▶ **Task to carry out**
Write out all of the rows below again, replacing every "marker" with "dot" and changing nothing else.
— Start Input material —
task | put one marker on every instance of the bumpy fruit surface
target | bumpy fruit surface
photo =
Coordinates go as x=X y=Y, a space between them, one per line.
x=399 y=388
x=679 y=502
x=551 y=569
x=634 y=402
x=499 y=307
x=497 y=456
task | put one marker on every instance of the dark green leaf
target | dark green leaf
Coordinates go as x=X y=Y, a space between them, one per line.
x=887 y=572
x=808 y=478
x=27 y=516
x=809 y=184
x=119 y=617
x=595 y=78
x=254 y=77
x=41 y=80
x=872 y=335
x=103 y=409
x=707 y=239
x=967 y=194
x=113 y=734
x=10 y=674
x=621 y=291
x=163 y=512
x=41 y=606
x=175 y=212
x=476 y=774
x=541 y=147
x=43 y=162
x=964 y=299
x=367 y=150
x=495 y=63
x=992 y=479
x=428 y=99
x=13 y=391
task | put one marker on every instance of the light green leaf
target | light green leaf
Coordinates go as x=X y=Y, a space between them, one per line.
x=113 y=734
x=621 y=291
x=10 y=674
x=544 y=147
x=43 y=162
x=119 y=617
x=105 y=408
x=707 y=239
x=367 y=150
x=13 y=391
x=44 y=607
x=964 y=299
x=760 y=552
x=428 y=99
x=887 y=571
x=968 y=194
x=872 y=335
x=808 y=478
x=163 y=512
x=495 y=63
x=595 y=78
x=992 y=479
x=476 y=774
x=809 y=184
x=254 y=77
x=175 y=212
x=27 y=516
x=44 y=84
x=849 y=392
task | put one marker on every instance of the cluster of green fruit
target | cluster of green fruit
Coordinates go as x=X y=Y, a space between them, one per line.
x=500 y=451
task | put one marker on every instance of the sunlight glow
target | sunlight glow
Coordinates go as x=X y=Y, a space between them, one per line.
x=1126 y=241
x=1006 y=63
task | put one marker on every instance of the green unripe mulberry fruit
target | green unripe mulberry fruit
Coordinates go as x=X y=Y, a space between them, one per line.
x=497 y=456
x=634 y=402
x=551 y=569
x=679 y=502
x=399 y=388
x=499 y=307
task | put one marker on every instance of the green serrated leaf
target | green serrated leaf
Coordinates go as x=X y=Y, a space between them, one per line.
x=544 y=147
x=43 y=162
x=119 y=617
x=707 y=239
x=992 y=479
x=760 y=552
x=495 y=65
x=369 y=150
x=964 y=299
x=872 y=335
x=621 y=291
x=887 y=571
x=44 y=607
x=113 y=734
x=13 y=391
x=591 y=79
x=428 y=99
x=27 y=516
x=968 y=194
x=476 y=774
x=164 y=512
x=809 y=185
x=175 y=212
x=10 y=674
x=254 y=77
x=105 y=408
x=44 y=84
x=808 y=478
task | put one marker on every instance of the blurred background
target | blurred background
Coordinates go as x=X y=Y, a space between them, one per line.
— End Input material —
▶ **Result below**
task | put one dot on every instance of the bumpy fruit surface
target | bumpy fruit surface
photo =
Coordinates go as x=X y=Y, a space between them, one per line.
x=399 y=388
x=679 y=502
x=551 y=569
x=634 y=402
x=499 y=307
x=497 y=456
task | put one dot on every instance of the dark green leaf
target | dark green leaf
Coordinates go as x=X y=Y, a space between them, one per line.
x=887 y=572
x=808 y=478
x=27 y=516
x=809 y=184
x=119 y=617
x=595 y=78
x=254 y=77
x=41 y=80
x=872 y=335
x=103 y=409
x=707 y=239
x=967 y=194
x=113 y=734
x=10 y=674
x=621 y=291
x=163 y=512
x=41 y=606
x=175 y=212
x=476 y=774
x=541 y=147
x=43 y=162
x=964 y=299
x=367 y=150
x=495 y=63
x=992 y=479
x=428 y=99
x=13 y=391
task | put one dot on every instance of the light green leaf
target | light green leaf
Coordinates go as x=X y=Y, a space between them, one per line.
x=113 y=734
x=621 y=291
x=10 y=674
x=544 y=147
x=43 y=162
x=119 y=617
x=105 y=408
x=707 y=239
x=367 y=150
x=13 y=391
x=44 y=607
x=964 y=299
x=760 y=552
x=428 y=99
x=887 y=571
x=968 y=194
x=872 y=335
x=808 y=478
x=163 y=512
x=495 y=63
x=595 y=78
x=992 y=479
x=476 y=774
x=809 y=184
x=254 y=77
x=175 y=212
x=27 y=516
x=44 y=84
x=849 y=392
task | put one dot on every instance of the cluster of green fruit
target | cluster of green fruit
Coordinates go as x=X y=Y, a space between them, one per line.
x=500 y=451
task | put one dot on every instance of the sunlight glow
target | sunlight glow
Coordinates go as x=X y=Y, a space between them, one per line.
x=1126 y=241
x=1006 y=63
task | put one dot on every instance of the green unripe mulberry fruit
target | green unripe mulberry fruit
Coordinates go as x=X y=Y, a space between them, one per line.
x=497 y=456
x=634 y=402
x=551 y=569
x=679 y=502
x=399 y=388
x=499 y=307
task | put one dot on every instance of the green serrated leaf
target | green serrated leaf
Coordinates go as x=X y=Y, a space between them, one per line.
x=544 y=147
x=43 y=162
x=119 y=617
x=707 y=239
x=992 y=479
x=760 y=552
x=495 y=65
x=369 y=150
x=964 y=299
x=872 y=335
x=621 y=291
x=887 y=571
x=44 y=607
x=113 y=734
x=13 y=391
x=591 y=79
x=428 y=99
x=27 y=516
x=968 y=194
x=476 y=774
x=164 y=512
x=809 y=185
x=175 y=212
x=10 y=674
x=254 y=77
x=105 y=408
x=44 y=84
x=808 y=478
task | put one dot on every instance of the blurred background
target | blurred background
Coordinates go as x=X y=Y, a space between them, one per line.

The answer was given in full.